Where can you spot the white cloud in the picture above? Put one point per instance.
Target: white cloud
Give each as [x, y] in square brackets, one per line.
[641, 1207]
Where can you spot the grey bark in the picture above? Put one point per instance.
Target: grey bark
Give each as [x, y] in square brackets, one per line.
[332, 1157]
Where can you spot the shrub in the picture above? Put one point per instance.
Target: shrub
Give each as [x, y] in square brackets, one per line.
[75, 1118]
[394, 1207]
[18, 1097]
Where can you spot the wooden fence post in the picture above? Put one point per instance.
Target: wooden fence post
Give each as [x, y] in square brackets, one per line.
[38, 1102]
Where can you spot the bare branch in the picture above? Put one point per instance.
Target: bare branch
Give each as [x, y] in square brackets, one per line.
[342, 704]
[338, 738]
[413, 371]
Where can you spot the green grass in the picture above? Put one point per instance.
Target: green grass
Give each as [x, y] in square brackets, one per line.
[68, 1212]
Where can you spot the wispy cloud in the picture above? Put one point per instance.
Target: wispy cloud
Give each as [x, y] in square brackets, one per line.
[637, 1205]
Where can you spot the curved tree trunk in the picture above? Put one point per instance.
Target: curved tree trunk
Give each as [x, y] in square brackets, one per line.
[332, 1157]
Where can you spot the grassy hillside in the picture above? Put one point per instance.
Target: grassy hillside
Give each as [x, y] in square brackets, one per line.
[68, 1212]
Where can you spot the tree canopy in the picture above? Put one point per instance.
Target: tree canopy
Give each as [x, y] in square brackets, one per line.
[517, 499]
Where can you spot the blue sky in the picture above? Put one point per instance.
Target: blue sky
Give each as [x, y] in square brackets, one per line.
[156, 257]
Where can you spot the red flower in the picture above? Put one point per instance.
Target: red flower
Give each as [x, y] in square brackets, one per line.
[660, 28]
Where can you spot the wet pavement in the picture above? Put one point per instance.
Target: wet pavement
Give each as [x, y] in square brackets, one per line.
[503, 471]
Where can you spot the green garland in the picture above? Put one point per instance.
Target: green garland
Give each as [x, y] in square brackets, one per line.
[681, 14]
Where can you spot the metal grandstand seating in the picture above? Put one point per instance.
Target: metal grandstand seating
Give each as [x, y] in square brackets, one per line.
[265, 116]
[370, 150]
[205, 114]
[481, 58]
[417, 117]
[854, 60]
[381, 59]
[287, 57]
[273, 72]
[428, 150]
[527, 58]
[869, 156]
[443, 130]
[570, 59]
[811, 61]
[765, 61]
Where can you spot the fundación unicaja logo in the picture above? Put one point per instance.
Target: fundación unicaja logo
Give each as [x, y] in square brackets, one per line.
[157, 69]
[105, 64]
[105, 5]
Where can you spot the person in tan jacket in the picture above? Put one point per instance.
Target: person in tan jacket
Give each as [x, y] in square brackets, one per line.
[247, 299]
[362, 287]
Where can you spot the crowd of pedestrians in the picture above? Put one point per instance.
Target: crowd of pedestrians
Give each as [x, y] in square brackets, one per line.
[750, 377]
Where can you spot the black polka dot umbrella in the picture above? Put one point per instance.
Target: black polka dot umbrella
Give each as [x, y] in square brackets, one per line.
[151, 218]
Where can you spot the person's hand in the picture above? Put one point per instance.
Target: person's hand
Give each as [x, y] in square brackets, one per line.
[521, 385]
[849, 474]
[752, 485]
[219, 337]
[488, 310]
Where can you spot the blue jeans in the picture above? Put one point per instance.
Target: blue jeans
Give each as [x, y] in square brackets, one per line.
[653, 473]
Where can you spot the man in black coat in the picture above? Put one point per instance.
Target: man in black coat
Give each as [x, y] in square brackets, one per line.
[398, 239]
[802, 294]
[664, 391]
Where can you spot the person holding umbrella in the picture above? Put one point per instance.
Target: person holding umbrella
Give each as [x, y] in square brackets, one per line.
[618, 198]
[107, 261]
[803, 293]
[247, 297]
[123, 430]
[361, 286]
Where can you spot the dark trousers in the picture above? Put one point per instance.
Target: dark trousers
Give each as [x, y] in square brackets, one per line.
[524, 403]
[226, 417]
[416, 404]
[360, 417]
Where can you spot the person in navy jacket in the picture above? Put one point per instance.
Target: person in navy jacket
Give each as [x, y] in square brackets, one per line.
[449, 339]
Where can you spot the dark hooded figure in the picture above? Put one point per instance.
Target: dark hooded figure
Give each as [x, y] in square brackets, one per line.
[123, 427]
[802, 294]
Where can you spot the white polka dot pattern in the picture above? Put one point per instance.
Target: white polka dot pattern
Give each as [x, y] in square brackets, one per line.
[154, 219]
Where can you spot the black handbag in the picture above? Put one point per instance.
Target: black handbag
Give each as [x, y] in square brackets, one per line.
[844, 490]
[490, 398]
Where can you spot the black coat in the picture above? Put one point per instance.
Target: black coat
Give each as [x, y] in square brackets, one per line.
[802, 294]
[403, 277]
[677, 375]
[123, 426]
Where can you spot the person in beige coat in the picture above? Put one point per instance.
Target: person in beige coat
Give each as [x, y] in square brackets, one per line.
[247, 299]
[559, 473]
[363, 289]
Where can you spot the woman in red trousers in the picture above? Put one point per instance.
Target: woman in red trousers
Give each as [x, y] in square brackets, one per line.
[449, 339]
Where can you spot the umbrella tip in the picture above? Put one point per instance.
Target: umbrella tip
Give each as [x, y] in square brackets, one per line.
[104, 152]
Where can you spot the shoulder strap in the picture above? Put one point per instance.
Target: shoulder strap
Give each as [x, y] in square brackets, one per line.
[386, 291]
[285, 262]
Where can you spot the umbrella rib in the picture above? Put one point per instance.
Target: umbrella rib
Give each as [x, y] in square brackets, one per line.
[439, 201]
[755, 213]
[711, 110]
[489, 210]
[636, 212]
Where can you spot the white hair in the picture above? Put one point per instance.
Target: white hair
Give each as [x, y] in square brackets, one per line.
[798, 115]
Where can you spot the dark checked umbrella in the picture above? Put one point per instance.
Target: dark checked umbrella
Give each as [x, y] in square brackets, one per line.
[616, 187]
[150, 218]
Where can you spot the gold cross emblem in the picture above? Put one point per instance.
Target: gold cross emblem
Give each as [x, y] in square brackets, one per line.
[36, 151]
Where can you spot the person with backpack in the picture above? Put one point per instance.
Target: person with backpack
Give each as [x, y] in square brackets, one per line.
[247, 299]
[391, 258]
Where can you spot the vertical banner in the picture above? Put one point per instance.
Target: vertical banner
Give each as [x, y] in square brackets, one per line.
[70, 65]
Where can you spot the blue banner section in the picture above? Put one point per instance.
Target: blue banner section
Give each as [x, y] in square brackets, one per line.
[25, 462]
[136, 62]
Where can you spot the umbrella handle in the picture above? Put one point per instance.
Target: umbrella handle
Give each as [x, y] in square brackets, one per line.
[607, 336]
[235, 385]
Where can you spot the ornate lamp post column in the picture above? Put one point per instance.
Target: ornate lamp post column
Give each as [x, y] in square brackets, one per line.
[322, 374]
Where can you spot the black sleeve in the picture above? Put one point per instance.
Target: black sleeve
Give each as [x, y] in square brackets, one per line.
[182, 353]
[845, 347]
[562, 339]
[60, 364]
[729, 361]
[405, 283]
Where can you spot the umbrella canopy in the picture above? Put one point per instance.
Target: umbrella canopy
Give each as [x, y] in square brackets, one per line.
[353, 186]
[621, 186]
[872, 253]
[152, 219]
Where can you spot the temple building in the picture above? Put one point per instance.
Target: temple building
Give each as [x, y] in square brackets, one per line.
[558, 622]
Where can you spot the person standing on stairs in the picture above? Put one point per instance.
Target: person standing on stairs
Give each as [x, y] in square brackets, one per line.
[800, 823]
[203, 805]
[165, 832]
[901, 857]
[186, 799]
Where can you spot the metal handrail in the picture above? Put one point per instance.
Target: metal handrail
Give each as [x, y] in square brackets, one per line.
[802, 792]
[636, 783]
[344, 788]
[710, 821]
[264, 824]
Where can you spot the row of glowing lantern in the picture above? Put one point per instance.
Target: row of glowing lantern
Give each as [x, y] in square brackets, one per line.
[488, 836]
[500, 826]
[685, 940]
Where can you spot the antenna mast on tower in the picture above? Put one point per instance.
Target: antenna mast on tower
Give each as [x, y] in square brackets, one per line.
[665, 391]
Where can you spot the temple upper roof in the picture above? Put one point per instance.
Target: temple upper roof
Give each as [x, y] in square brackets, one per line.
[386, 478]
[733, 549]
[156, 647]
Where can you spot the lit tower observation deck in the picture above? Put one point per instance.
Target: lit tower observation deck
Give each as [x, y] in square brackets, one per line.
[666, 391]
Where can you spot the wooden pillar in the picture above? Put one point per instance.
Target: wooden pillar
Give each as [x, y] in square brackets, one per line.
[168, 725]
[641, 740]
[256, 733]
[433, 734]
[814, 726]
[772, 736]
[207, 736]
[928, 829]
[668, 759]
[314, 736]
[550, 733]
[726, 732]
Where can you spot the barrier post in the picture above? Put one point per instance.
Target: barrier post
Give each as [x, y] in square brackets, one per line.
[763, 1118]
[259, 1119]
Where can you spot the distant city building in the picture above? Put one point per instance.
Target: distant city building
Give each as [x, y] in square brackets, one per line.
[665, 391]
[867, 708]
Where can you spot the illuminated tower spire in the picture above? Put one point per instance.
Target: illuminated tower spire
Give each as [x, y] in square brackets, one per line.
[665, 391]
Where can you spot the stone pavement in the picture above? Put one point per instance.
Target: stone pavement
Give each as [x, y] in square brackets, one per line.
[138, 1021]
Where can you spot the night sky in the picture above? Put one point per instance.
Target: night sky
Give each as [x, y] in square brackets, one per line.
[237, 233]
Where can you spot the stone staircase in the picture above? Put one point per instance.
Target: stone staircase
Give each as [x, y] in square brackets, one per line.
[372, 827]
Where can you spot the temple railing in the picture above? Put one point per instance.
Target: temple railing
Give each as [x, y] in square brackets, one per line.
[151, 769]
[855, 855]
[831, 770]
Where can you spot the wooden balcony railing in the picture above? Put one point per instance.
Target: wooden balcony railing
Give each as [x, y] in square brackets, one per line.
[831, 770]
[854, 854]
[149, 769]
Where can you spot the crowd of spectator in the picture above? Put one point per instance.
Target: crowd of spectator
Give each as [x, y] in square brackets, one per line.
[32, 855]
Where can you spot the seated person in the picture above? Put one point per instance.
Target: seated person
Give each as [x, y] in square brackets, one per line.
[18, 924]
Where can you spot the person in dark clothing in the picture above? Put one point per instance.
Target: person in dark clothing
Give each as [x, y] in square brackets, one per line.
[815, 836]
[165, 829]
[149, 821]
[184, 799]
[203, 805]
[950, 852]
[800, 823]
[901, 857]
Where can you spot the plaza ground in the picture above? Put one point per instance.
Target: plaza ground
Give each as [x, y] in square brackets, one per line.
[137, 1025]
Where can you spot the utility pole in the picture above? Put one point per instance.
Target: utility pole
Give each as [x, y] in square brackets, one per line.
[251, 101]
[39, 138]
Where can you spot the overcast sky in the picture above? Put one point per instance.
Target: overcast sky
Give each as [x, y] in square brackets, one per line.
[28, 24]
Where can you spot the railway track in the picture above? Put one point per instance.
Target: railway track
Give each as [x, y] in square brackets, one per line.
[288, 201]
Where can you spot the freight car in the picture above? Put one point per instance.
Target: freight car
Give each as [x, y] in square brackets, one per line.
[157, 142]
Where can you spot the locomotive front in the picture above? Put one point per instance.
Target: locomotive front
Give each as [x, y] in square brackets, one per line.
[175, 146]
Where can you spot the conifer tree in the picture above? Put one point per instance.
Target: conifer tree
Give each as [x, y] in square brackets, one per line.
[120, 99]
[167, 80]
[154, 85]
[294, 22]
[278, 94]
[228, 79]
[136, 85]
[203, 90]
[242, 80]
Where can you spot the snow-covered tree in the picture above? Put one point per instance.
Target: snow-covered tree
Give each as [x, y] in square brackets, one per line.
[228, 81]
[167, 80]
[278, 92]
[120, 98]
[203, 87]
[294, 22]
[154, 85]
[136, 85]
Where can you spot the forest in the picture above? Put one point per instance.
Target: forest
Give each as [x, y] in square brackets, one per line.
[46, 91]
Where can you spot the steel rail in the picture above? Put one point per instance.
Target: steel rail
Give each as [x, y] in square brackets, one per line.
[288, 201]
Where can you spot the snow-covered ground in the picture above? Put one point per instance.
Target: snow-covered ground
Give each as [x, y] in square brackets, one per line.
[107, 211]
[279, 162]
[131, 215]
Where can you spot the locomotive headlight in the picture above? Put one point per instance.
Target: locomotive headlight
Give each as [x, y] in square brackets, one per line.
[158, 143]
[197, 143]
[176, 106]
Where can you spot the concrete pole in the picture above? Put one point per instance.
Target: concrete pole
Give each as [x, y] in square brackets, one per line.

▶ _Task statement_
Return exactly the lines from the line bearing "Where can you spot the snow-covered tree" to the end of the records, inclusive of both; include no other lines.

▶ _Task answer_
Where can you spot the snow-covered tree in the picture above? Put one point per instance.
Target: snow-covered tree
Give each as [x, y] in square brackets, one per line.
[228, 81]
[167, 80]
[278, 92]
[120, 98]
[203, 87]
[294, 22]
[154, 85]
[136, 85]
Where can you spot the forest in the picture above? Put one point per instance.
Target: forest
Give each as [x, y] in square brackets, one per line.
[46, 91]
Where can you spot the steel rail in the picture above? Put one point per instance.
Target: steel rail
Give each as [x, y] in square brackets, one per line.
[288, 201]
Where can you spot the snow-covered ground in the picture above? Put one point per instance.
Target: snow-covered ground
Give each as [x, y] in square brackets, one per line.
[107, 211]
[279, 162]
[131, 215]
Where can you spot the locomotive headlight in the picture above? Put one point per instance.
Target: locomotive headlight
Give each as [x, y] in square brackets, one per line.
[158, 143]
[197, 143]
[176, 106]
Where can you spot the concrete pole in the picture above? Put one point per instance.
Target: concrete pole
Give each as [x, y] in square brackets, one per line.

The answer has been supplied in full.